## QUOTED TEXT
- Directed by: T. S. Nagabharana
- Written by: T. S. Nagabharana C. Ashwath Basavaraj
- Produced by: Srihari Khoday Mahima Patel
- Starring: Sridhar Girish Karnad Hema Chaudhary Suman Ranganathan Master Jayanth
- Cinematography: S. Ramachandra
- Edited by: Suresh Urs
- Music by: C. Ashwath
- Production company: Yajaman Enterprises
- Release date: 1 January 1990;
- Running time: 119 minutes
- Country: India
- Language: Kannada

= Santha Shishunala Sharifa =

Santha Shishunala Sharifa (ಸಂತ ಶಿಶುನಾಳ ಶರೀಫ) is a 1990 Indian Kannada biographical drama film directed and co-written by T. S. Nagabharana and produced by Srihari Khoday and Mahima Patel for Yajaman Enterprises. The story is based on the life of acclaimed saint poet Shishunala Sharif who wrote several moral poems striving towards social reformation. A collection of Sharif's poems are set to tunes by C. Ashwath, who also did the major playback singing. The soundtrack consisting of 16 poems was extremely popular upon release. The dialogues for this movie was written by Gopala Wajapayi, a well known theatre figure and translator of Bertolt Brecht's play The Caucasian Chalk Circle.

The film's cast comprised Sridhar in the title role along with Girish Karnad, Suman Ranganathan and H. G. Dattatreya, Hema Chaudhary among others.

The film was widely appreciated by critics and audience upon release. It went on to win Nargis Dutt Award for Best Feature Film on National Integration. The film also received multiple Karnataka State Film Awards including Best Film, Best Actor and Best Supporting Actor categories.

==Plot==
Shishunala Sharif (Shridhar) was born of Muslim parents in Shishuvinahala, a village in Dharwad district (now in Haveri district) of Karnataka in 1829. Shocking both the Hindus and Muslims, he studied under the Hindu Guru Govinda Bhatta (Girish Karnad) and at the same time discovered that Vachana literature and the teaching of mystic saint Allama Prabhu. Under these influences, he composed devotional lyrics which are still sung today. His own philosophy based on Hindu-Muslim unity, discarding the inequalities of caste, creed and religion. Poverty and death of his wife (Suman Ranganathan) made him a wanderer and he toured the country singing his songs. He died in 1889 on his birthday. Today Hindus and Muslims throng to the grave of this saint, who belonged to both religions equally.

## WRITTEN REQUEST A
Echo the stretch of the Santha Shishunala Sharifa article from "The film's cast" through "Supporting Actor categories.".
## WRITTEN REQUEST B
Answer these from the Santha Shishunala Sharifa article:
(i) Who set Sharif's poems to tunes for the film?
(ii) Which national award did the film win?
(iii) In what year did Shishunala Sharif die?

## LISTED ENTRIES
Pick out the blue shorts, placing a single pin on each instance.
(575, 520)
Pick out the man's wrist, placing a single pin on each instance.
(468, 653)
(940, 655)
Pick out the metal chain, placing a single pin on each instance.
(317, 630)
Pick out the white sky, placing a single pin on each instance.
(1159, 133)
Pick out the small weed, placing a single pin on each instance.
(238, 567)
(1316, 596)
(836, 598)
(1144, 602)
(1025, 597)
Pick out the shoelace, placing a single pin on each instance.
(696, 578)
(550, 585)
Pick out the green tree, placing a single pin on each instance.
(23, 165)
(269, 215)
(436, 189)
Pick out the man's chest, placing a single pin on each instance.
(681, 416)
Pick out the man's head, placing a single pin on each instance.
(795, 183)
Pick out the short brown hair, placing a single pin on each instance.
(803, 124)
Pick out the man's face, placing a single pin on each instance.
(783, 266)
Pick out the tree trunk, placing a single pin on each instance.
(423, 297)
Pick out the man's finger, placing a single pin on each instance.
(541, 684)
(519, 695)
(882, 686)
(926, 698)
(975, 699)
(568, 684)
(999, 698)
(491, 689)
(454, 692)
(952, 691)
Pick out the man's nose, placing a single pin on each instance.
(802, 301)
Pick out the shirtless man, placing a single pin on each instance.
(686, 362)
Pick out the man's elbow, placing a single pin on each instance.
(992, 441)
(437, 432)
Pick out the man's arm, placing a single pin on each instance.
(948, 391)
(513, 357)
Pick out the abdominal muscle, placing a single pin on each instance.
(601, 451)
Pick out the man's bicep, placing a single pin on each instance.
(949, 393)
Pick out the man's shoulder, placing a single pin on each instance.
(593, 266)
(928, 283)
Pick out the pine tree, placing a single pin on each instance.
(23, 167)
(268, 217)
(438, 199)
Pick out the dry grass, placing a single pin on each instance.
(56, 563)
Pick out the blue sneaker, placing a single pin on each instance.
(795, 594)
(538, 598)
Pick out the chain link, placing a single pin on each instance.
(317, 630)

## TASK ANSWER A
The film's cast comprised Sridhar in the title role along with Girish Karnad, Suman Ranganathan and H. G. Dattatreya, Hema Chaudhary among others.

The film was widely appreciated by critics and audience upon release. It went on to win Nargis Dutt Award for Best Feature Film on National Integration. The film also received multiple Karnataka State Film Awards including Best Film, Best Actor and Best Supporting Actor categories.

## TASK ANSWER B
(i) C. Ashwath
(ii) The Nargis Dutt Award for Best Feature Film on National Integration
(iii) 1889